> **ENTRIES SUPPLIED**
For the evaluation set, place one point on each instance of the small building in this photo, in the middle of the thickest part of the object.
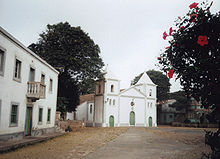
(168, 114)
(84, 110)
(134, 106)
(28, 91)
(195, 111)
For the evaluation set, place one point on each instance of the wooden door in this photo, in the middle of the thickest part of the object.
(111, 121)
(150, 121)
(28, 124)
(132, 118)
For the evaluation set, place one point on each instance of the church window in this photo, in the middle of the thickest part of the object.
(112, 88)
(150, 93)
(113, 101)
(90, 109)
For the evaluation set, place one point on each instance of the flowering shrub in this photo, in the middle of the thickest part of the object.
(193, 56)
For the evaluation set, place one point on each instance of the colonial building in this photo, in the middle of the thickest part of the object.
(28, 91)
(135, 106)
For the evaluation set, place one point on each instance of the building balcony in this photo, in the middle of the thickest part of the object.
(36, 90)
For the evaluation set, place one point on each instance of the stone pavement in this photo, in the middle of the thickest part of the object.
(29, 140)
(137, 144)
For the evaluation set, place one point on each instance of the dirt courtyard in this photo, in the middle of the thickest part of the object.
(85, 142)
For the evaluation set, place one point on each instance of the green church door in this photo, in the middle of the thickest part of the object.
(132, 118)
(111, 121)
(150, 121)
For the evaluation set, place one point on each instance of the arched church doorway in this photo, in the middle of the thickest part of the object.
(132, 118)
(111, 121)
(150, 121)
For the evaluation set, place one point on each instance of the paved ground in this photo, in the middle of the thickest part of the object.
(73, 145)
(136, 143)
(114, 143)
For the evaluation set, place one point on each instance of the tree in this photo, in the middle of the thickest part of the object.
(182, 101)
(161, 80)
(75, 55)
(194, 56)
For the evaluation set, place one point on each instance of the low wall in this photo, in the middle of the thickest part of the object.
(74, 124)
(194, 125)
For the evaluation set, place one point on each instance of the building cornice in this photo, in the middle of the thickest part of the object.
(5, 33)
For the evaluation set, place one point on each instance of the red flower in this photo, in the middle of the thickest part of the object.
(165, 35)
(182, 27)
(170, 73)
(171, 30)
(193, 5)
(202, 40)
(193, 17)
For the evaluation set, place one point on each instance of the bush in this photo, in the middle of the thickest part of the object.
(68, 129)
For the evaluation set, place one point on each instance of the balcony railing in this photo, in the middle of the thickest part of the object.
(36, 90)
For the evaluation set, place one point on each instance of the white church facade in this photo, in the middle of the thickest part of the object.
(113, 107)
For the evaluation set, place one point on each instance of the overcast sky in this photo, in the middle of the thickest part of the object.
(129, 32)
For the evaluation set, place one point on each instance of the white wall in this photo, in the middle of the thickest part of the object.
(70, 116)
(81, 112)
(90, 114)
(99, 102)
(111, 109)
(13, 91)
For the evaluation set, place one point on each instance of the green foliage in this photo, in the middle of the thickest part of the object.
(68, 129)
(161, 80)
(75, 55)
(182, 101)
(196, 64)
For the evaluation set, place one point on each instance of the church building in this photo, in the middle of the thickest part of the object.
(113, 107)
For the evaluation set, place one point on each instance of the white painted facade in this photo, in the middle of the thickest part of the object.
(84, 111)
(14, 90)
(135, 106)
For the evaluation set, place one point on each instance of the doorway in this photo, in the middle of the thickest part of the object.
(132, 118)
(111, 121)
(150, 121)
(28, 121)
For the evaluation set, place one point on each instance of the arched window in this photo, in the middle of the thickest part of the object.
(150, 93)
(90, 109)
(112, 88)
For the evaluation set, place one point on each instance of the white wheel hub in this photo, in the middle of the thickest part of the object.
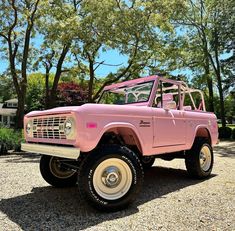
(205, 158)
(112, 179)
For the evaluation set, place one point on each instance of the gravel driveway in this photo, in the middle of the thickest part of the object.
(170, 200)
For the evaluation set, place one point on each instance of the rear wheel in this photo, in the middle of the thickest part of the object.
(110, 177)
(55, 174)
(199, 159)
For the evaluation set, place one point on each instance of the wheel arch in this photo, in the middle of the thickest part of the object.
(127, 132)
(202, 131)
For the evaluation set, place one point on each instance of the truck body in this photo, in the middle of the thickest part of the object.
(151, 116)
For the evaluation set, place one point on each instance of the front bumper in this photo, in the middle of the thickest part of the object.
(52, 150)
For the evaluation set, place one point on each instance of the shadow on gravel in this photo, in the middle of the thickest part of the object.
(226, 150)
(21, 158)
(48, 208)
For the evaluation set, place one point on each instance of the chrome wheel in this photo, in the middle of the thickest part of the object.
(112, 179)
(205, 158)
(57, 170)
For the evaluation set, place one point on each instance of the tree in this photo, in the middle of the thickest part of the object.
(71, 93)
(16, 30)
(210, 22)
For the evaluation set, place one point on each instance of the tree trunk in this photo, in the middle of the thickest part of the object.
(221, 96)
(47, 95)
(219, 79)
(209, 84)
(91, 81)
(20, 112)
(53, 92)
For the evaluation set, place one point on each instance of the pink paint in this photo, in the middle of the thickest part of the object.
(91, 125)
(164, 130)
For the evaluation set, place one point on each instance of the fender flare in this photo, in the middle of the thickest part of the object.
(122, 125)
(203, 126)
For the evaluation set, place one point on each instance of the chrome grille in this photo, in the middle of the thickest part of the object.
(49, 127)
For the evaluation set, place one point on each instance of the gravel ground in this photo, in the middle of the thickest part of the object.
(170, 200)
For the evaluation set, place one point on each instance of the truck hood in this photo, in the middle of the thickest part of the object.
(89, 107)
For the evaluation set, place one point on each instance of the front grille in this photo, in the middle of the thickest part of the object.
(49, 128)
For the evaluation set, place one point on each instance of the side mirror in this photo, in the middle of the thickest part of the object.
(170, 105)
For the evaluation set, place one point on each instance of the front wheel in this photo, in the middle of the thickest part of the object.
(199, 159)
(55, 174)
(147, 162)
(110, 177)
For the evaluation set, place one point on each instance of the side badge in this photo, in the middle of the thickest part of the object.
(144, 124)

---

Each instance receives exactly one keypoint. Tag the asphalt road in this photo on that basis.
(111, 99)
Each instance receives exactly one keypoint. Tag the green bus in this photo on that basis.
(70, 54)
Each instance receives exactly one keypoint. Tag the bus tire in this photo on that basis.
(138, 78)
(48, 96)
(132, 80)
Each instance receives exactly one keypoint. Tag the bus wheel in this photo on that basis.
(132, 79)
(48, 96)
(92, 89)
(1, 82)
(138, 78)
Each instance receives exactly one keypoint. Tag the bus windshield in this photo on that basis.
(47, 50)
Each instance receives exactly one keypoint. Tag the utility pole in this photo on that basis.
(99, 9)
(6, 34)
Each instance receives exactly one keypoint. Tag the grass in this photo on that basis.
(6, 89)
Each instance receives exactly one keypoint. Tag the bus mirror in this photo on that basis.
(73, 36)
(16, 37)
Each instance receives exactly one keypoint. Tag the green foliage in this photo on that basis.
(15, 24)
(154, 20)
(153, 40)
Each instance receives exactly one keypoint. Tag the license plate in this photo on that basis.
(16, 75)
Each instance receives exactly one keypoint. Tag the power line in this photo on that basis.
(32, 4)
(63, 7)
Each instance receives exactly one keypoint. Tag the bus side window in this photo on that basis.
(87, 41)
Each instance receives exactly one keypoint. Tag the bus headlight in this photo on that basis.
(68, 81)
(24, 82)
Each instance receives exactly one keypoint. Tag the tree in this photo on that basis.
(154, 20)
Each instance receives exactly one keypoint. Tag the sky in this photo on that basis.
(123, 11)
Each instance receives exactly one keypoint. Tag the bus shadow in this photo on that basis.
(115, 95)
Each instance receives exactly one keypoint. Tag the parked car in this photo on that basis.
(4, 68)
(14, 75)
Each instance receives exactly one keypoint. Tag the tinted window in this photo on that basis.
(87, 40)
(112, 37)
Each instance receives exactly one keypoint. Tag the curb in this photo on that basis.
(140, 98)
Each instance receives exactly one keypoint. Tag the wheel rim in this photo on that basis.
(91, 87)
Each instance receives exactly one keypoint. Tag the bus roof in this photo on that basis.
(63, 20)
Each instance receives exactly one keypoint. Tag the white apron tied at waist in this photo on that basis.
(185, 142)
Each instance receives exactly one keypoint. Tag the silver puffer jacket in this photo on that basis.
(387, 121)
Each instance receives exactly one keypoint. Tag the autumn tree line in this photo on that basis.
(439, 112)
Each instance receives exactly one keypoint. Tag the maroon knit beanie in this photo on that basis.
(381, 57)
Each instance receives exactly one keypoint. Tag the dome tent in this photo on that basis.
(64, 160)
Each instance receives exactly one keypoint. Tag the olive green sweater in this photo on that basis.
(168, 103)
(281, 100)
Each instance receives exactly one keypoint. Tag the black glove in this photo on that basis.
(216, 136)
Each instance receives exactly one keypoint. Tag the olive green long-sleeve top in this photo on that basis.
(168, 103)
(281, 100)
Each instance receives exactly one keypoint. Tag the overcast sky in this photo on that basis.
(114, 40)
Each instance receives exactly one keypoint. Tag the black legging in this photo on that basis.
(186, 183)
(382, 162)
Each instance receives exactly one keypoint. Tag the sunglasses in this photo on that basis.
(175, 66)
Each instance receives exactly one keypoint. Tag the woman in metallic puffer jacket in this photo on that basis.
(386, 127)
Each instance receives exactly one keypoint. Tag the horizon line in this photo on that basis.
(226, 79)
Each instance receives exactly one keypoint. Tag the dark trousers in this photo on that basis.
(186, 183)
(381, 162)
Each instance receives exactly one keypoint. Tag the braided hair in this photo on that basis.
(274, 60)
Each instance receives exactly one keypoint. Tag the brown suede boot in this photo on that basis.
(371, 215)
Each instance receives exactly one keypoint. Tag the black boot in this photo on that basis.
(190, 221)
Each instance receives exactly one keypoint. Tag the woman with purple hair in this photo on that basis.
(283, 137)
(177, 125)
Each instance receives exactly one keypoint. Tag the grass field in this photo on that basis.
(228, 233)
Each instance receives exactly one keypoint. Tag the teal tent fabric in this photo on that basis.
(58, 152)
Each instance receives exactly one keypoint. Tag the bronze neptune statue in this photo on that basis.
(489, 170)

> **REQUIREMENTS**
Gather each line above that contains the word "white" and copy it in full.

> **RESPONSE TO THIS TASK**
For the evaluation set, place one point on each instance of the white church facade in this photo, in the middle of the thickest part of the object.
For the evaluation set, place one point on each instance of the white wall in this photo, in the middle of the thickest part of the object.
For the evaluation set, place one point on each instance of the white painted facade in this photo, in the middle of the thickest part of the object.
For the evaluation set, place one point on each instance of the white wheel hub in this photo, in the middle of the thickest part of the object.
Each instance receives exactly one keypoint. Tag the white apron tied at waist in this photo on that basis.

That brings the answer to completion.